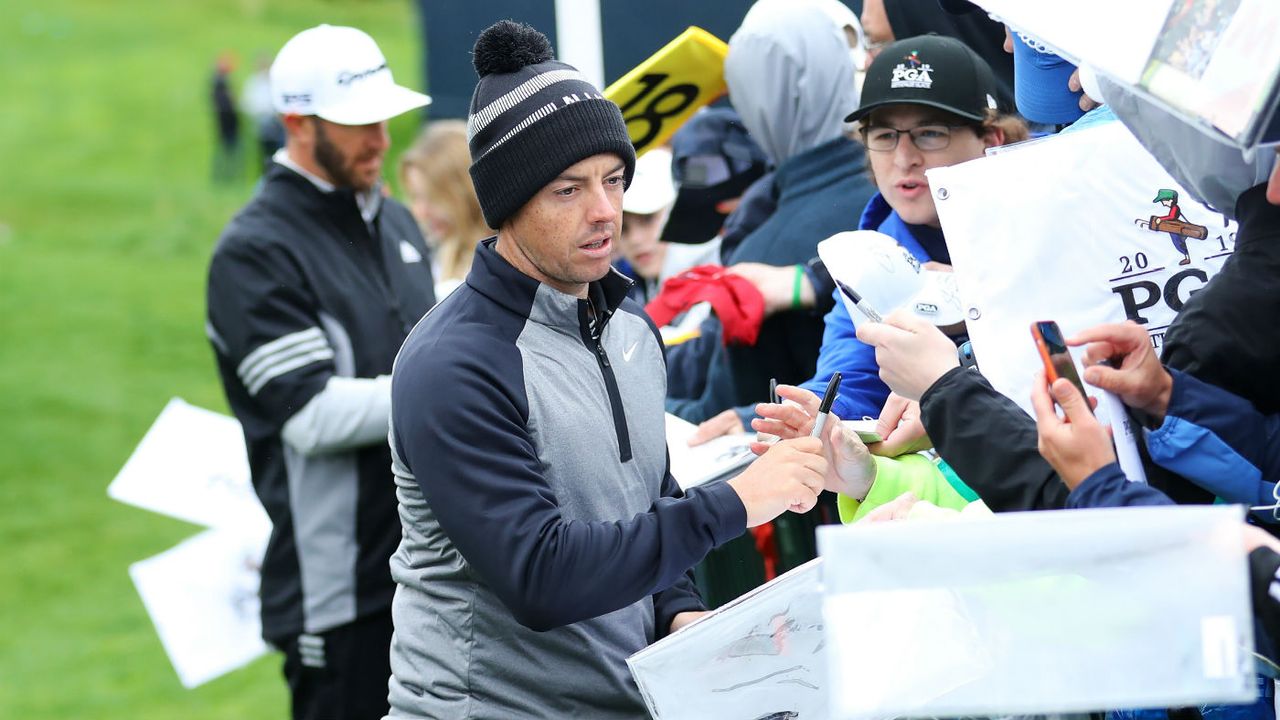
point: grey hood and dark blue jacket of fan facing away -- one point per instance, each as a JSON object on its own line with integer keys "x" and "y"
{"x": 792, "y": 80}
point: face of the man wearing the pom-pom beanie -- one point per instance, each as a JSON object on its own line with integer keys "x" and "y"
{"x": 565, "y": 235}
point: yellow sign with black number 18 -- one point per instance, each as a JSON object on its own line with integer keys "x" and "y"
{"x": 660, "y": 94}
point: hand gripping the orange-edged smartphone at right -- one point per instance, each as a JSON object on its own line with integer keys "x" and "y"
{"x": 1076, "y": 448}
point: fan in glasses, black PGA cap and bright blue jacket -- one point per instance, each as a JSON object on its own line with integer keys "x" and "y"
{"x": 929, "y": 102}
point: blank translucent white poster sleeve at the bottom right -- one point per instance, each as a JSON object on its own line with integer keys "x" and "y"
{"x": 1037, "y": 613}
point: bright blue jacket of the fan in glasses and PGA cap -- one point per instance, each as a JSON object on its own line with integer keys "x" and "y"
{"x": 862, "y": 394}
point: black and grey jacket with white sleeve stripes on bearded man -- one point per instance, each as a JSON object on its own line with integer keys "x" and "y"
{"x": 308, "y": 299}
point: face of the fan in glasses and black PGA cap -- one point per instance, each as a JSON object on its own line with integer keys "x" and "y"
{"x": 900, "y": 172}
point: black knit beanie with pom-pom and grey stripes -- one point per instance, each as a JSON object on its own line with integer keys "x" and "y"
{"x": 532, "y": 119}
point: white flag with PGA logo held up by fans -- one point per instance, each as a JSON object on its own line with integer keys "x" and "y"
{"x": 1082, "y": 229}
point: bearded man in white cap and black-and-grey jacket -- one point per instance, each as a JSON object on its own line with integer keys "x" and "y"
{"x": 312, "y": 290}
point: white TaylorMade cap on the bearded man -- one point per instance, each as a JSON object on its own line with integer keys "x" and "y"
{"x": 340, "y": 75}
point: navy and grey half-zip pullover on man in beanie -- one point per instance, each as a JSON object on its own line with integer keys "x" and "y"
{"x": 545, "y": 537}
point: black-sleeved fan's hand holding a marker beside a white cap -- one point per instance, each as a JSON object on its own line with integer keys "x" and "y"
{"x": 912, "y": 354}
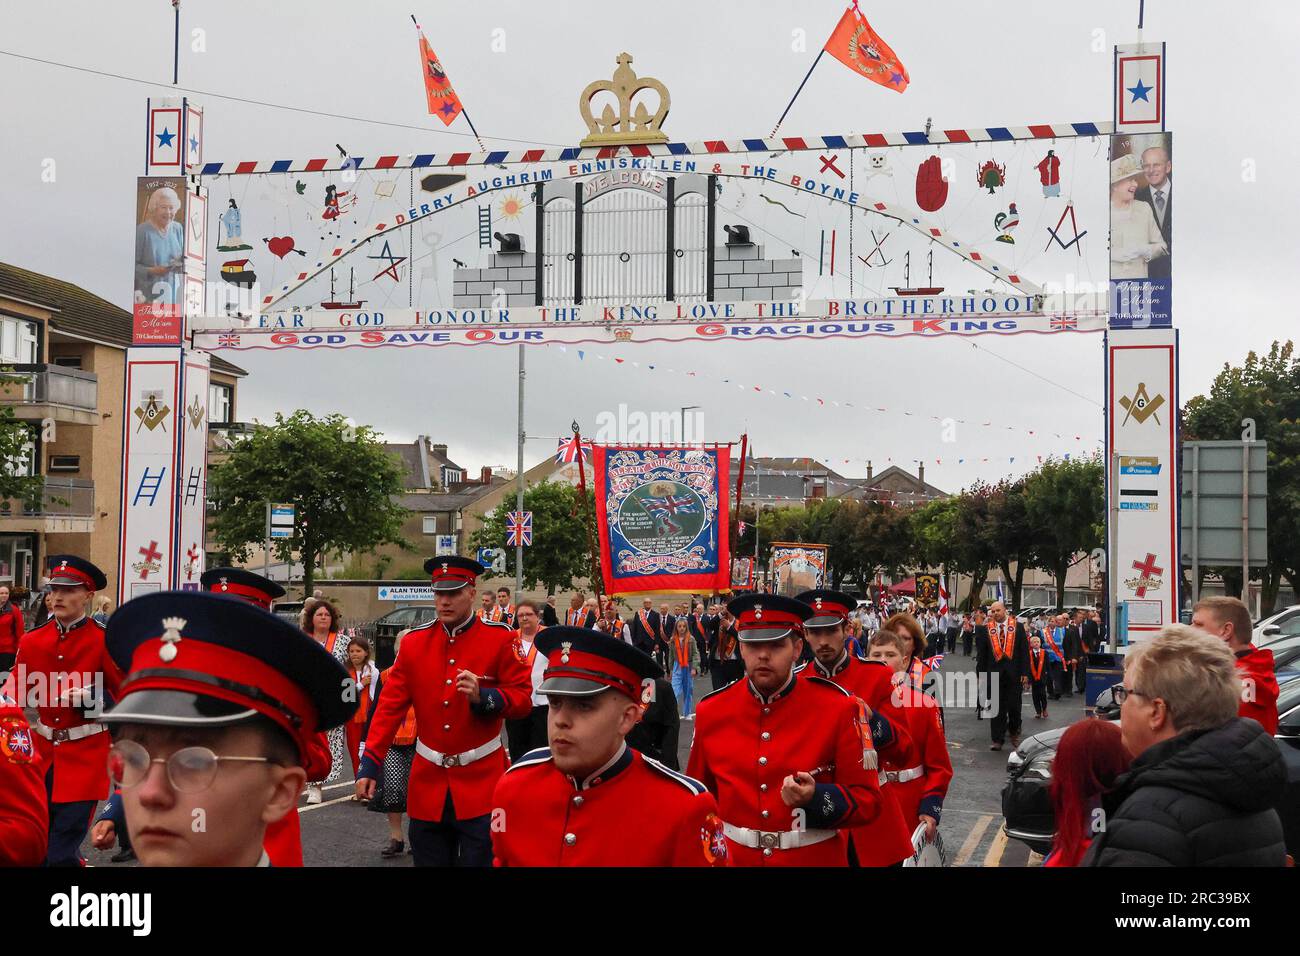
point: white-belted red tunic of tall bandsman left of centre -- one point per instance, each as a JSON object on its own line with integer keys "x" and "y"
{"x": 424, "y": 677}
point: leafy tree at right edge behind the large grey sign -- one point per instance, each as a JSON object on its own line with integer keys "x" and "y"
{"x": 1260, "y": 401}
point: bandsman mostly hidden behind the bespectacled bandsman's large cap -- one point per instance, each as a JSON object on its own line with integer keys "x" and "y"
{"x": 284, "y": 837}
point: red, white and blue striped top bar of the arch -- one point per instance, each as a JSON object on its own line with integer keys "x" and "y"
{"x": 703, "y": 148}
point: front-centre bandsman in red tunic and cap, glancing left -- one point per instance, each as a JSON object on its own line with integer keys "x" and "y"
{"x": 590, "y": 799}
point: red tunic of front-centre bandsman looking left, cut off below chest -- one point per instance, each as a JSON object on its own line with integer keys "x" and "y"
{"x": 635, "y": 812}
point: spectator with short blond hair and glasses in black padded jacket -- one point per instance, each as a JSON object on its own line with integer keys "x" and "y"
{"x": 1204, "y": 782}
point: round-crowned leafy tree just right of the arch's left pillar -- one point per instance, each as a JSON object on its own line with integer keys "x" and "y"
{"x": 339, "y": 478}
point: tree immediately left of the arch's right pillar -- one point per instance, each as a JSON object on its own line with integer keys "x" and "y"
{"x": 1065, "y": 505}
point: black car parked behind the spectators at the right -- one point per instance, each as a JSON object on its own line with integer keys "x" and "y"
{"x": 1028, "y": 808}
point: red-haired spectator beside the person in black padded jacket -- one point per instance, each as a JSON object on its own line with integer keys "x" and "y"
{"x": 1090, "y": 758}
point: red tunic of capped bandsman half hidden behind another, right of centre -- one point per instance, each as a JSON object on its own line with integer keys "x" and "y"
{"x": 887, "y": 840}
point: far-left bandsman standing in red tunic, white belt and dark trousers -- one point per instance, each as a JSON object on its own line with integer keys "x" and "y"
{"x": 66, "y": 674}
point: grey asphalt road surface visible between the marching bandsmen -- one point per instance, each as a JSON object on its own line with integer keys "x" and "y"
{"x": 343, "y": 833}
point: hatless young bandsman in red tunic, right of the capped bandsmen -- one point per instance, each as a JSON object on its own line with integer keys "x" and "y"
{"x": 920, "y": 784}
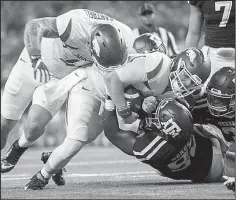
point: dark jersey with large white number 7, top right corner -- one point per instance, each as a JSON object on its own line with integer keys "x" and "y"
{"x": 219, "y": 17}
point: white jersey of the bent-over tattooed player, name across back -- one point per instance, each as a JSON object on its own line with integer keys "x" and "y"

********************

■ EXERCISE DETAILS ■
Without altering anything, output all the lines above but none of the images.

■ REPLY TO THE TASK ■
point: grey hood and dark blue jacket of fan facing away -- one point per instance, each as a JSON object on its own line with integer keys "x" and "y"
{"x": 792, "y": 80}
point: face of the man wearing the pom-pom beanie -- one point per instance, each as a JSON object on its own line with integer keys "x" and "y"
{"x": 565, "y": 235}
point: yellow sign with black number 18 -- one point per instance, each as a JSON object on its own line with integer keys "x" and "y"
{"x": 660, "y": 94}
point: hand gripping the orange-edged smartphone at right -- one point per instance, each as a JSON object on its own line with integer keys "x" and "y"
{"x": 1076, "y": 448}
point: fan in glasses, black PGA cap and bright blue jacket -- one point per instance, each as a JSON object on its own line with integer keys "x" and "y"
{"x": 929, "y": 102}
point: blank translucent white poster sleeve at the bottom right -- one point per instance, each as a JSON object on its own line with integer keys "x" and "y"
{"x": 1037, "y": 613}
point: bright blue jacket of the fan in glasses and PGA cap -- one point per instance, each as a JSON object on its own line with integer keys "x" and "y"
{"x": 862, "y": 394}
point: black and grey jacket with white sleeve stripes on bearded man -- one point per instance, each as a JSON object on its own line with integer keys "x" and "y"
{"x": 308, "y": 299}
point: face of the fan in glasses and black PGA cap -- one point per instance, each as a JSON object on its own line with integer keys "x" and "y"
{"x": 900, "y": 172}
point: black knit beanie with pom-pom and grey stripes -- one point per instance, each as a JSON object on its own line with integer keys "x" and "y"
{"x": 532, "y": 119}
point: white flag with PGA logo held up by fans -- one point per instance, each as a JSON object on its own line with integer keys "x" and "y"
{"x": 1082, "y": 229}
point: bearded man in white cap and black-and-grey jacket -- one point per instance, each as a JSON object on its own line with integer keys "x" and "y"
{"x": 312, "y": 290}
point: white TaylorMade cap on the bearded man -- one point per instance, each as a JSON object on its own line with integer keys "x" and "y"
{"x": 340, "y": 75}
point: navy and grey half-zip pullover on man in beanie -- one point per instance, each as a JSON object on its own line with integer keys "x" and "y"
{"x": 545, "y": 537}
point: black-sleeved fan's hand holding a marker beside a white cap -- one point per instance, each as a JSON object on its own line with integer keys "x" and "y"
{"x": 912, "y": 354}
point: white-belted red tunic of tall bandsman left of centre -- one point per instance, each as a JSON object on its own line with integer keys "x" and "y"
{"x": 424, "y": 677}
point: leafy tree at right edge behind the large grey sign -- one point per instance, each as a JSON object on its own line with integer keys "x" and "y"
{"x": 1260, "y": 401}
point: bandsman mostly hidden behind the bespectacled bandsman's large cap -- one point per instance, each as a JSON object on its own line with integer keys "x" and "y"
{"x": 284, "y": 837}
point: red, white and blue striped top bar of the arch -- one point per instance, each as a JSON object on its own line with integer keys "x" and "y"
{"x": 703, "y": 148}
point: front-centre bandsman in red tunic and cap, glancing left -- one point per instance, each as a JSON object on its own line with integer keys "x" and "y"
{"x": 590, "y": 799}
point: red tunic of front-centre bandsman looking left, cut off below chest -- one point per instance, each as a JSON object on its own line with integer keys "x" and "y"
{"x": 635, "y": 812}
point: spectator with short blond hair and glasses in black padded jacket -- one point per instance, each as a JSON object on its own line with integer keys "x" and "y"
{"x": 1204, "y": 782}
point: round-crowned leafy tree just right of the arch's left pillar -- one point per instance, each as a JSON object on its own line with integer keys "x" and "y"
{"x": 339, "y": 478}
point: tree immediately left of the arch's right pillar -- one point per instance, each as a JSON object on its own line with integer keys "x" and "y"
{"x": 1065, "y": 505}
point: black car parked behind the spectators at the right -- one point per instance, each as a JSON object on its own line with integer keys "x" and "y"
{"x": 1028, "y": 808}
point: red-haired spectator beside the person in black padded jacket -- one point per instance, each as a JSON object on its own line with integer keys "x" and "y"
{"x": 1090, "y": 758}
point: red tunic of capped bandsman half hidden behind another, right of centre -- one point per instance, each as a JSON object on its own line with integer keys "x" and "y"
{"x": 887, "y": 840}
point: far-left bandsman standing in red tunic, white belt and dark trousers -- one point per instance, each as a JSON object on its own line with integer keys "x" and "y"
{"x": 66, "y": 674}
point: grey asphalt road surface visible between the marching bandsmen -- one point per instance, each as a JSON object on its own line with integer keys "x" and "y"
{"x": 343, "y": 833}
point: hatless young bandsman in red tunic, right of the capped bandsmen -- one point per instance, each as a JSON object on its own line with integer keys "x" and "y"
{"x": 920, "y": 784}
point: dark jersey with large white number 7, top right corner -- one point per instance, each as a JSON object on its own line with integer keys "x" and "y"
{"x": 219, "y": 17}
point: white jersey of the bent-over tattooed player, name across back -- one point per instance, each as a JSON object on its own line with integer keys "x" and "y"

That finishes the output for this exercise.